Exercise task:
In the data below, take the lines starting with the one that contains "Which spot sits on each instance of the airplane" and ending with the one that contains "Target: airplane nose", and recast them as a JSON list of strings with one string per line. Leave out any blank lines.

Available records:
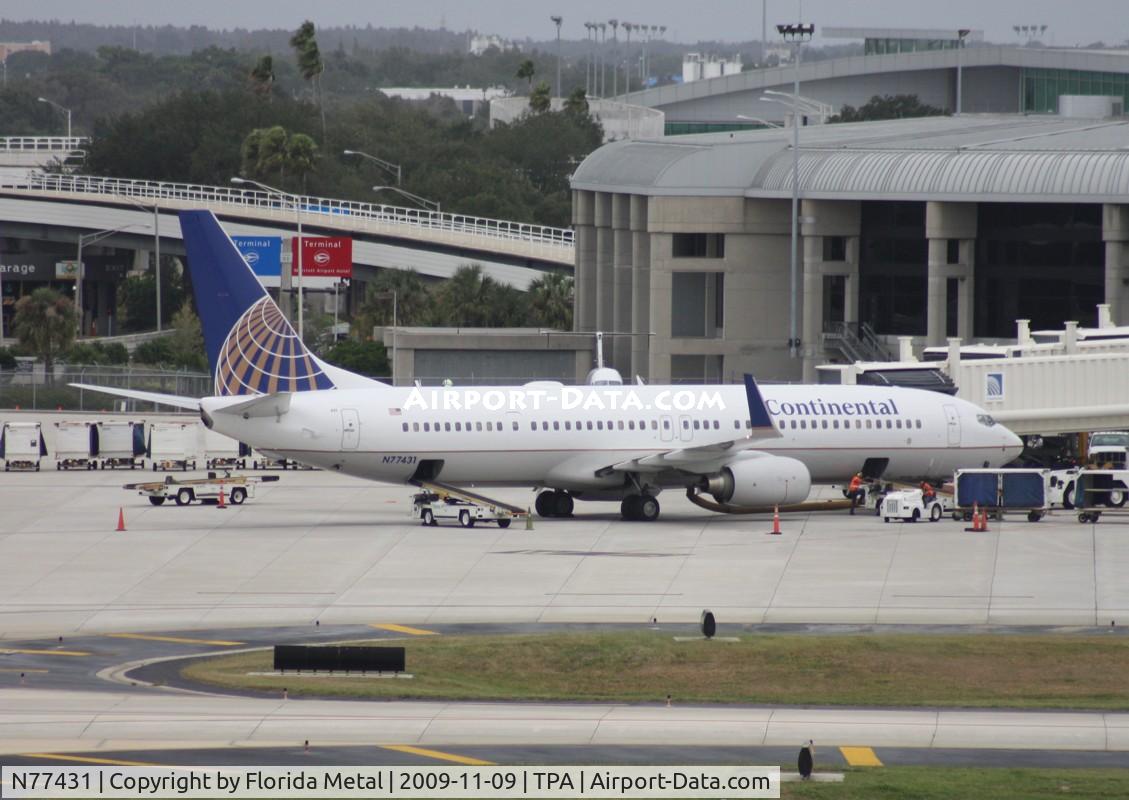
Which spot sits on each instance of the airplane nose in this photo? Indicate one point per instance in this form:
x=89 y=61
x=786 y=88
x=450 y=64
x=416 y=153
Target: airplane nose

...

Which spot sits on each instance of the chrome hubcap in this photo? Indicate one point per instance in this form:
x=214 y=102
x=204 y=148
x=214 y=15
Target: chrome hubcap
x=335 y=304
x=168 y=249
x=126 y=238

Task answer:
[
  "Which spot sits on each instance of the airplane nose in this photo? Indicate one point per instance in this form:",
  "x=89 y=61",
  "x=786 y=88",
  "x=450 y=64",
  "x=416 y=153",
  "Target: airplane nose"
]